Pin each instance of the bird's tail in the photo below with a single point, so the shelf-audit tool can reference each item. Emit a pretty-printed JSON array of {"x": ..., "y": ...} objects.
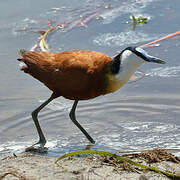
[{"x": 32, "y": 61}]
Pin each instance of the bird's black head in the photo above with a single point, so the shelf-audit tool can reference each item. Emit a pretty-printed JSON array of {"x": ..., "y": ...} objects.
[{"x": 133, "y": 55}]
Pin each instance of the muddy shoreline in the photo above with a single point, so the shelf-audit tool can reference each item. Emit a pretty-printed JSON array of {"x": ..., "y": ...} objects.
[{"x": 39, "y": 167}]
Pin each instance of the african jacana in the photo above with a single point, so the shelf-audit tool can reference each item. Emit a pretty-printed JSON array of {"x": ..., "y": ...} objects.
[{"x": 81, "y": 75}]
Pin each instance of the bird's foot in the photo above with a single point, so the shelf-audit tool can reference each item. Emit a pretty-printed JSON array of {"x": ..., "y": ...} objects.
[{"x": 37, "y": 148}]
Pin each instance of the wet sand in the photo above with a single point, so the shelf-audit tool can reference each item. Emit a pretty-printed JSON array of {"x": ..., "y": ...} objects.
[{"x": 38, "y": 167}]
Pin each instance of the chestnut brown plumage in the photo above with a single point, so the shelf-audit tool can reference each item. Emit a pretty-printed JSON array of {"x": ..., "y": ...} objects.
[{"x": 81, "y": 75}]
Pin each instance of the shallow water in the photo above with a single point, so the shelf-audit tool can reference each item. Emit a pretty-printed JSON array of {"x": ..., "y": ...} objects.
[{"x": 143, "y": 114}]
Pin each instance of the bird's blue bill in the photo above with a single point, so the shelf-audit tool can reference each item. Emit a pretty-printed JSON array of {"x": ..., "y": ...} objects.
[{"x": 149, "y": 58}]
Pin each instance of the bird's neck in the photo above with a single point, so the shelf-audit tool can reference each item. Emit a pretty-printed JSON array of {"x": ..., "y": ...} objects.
[{"x": 120, "y": 76}]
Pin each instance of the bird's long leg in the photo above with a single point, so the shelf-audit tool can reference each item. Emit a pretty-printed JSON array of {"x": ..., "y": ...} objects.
[
  {"x": 73, "y": 118},
  {"x": 42, "y": 139}
]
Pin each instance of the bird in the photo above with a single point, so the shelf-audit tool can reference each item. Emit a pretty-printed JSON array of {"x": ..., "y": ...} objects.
[{"x": 80, "y": 75}]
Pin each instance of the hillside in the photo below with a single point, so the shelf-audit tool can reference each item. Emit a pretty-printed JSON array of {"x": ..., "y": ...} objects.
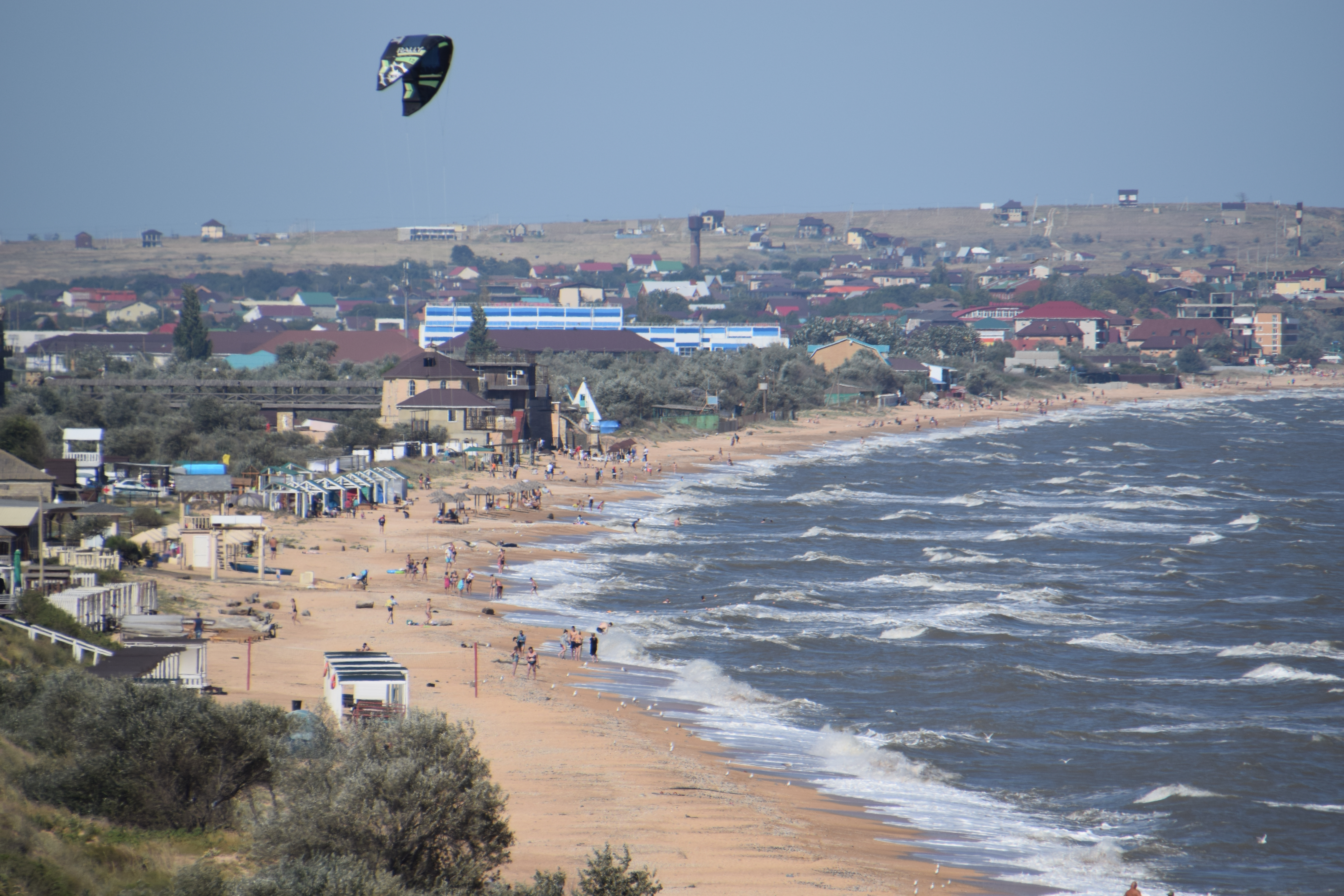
[{"x": 1257, "y": 244}]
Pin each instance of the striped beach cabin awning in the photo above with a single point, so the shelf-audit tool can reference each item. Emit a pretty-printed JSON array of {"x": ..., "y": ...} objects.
[{"x": 362, "y": 684}]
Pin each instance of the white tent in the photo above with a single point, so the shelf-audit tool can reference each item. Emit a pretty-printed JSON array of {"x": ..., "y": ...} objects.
[{"x": 362, "y": 684}]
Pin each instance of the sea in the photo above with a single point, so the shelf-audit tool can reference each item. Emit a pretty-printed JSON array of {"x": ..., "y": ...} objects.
[{"x": 1070, "y": 652}]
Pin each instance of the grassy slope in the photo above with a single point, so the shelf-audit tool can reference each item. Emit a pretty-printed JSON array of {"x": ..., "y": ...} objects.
[{"x": 53, "y": 852}]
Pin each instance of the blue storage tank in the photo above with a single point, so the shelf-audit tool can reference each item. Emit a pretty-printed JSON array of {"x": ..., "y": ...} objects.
[{"x": 205, "y": 469}]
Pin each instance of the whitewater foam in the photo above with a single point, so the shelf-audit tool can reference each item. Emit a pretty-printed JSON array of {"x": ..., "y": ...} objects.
[
  {"x": 1318, "y": 649},
  {"x": 902, "y": 633},
  {"x": 1275, "y": 674},
  {"x": 1159, "y": 795},
  {"x": 1206, "y": 538}
]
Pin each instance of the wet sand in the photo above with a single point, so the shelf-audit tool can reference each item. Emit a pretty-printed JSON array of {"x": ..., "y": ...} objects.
[{"x": 580, "y": 769}]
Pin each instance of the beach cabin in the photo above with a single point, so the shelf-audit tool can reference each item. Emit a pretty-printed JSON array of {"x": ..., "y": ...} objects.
[
  {"x": 163, "y": 663},
  {"x": 103, "y": 608},
  {"x": 185, "y": 664},
  {"x": 362, "y": 684}
]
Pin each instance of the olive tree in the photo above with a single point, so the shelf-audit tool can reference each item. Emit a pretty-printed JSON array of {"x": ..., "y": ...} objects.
[{"x": 411, "y": 797}]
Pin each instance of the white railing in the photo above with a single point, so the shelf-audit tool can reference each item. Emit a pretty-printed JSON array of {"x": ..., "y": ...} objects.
[
  {"x": 85, "y": 457},
  {"x": 193, "y": 680},
  {"x": 77, "y": 647},
  {"x": 88, "y": 558}
]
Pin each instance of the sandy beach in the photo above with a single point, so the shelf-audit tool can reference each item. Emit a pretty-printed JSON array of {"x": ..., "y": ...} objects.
[{"x": 580, "y": 768}]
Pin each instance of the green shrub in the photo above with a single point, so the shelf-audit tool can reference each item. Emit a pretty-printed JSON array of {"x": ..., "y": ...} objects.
[
  {"x": 153, "y": 757},
  {"x": 34, "y": 608},
  {"x": 409, "y": 797},
  {"x": 608, "y": 875},
  {"x": 130, "y": 551}
]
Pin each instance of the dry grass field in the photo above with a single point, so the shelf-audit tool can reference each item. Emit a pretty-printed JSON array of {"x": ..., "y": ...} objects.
[{"x": 1259, "y": 244}]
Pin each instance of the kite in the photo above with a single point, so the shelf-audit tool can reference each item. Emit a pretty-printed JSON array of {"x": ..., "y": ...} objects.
[{"x": 421, "y": 64}]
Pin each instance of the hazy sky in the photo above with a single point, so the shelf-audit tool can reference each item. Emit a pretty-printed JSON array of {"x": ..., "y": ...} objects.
[{"x": 124, "y": 116}]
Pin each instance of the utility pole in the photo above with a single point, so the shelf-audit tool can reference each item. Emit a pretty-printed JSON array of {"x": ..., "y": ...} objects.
[{"x": 407, "y": 299}]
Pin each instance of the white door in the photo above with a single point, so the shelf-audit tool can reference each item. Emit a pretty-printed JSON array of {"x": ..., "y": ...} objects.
[{"x": 201, "y": 551}]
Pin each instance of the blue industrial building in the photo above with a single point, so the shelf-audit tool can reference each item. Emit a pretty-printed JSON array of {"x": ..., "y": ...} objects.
[{"x": 446, "y": 322}]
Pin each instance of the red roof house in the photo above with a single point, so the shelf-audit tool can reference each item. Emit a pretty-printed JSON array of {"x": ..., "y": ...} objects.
[{"x": 1061, "y": 311}]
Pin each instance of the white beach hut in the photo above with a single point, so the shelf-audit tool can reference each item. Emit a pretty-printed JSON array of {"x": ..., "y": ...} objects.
◆ ◆ ◆
Problem statement.
Reproduce the rows word for word. Begin at the line that contains "Pin each instance of the white door", and stop after the last line of the rows.

Final answer.
Pin each instance of the white door in the photo above with a single point, so the shelf-audit tool can reference each item. Emit a pretty-printed JSON array of {"x": ..., "y": ...} objects.
[{"x": 201, "y": 551}]
Pin each instance of the blue industrial building in the photo above with a single point, so the shelf-audit tool can reference each item. Emit a pretty-printed JSON array of {"x": ..., "y": ...} objects.
[{"x": 446, "y": 322}]
Pin each instance of the red roof house in the photo above with a single point, so the shelf-audit tool can reference each item. Emit a pretty-printed JSON array of {"x": ..., "y": ...} objects.
[{"x": 1061, "y": 311}]
Pin each instance of the white beach hut in the photo above with a single point, so the shelf-audit tool can reference each item. Emit a pretty-printed JSON array of {"x": ..., "y": ...} objects.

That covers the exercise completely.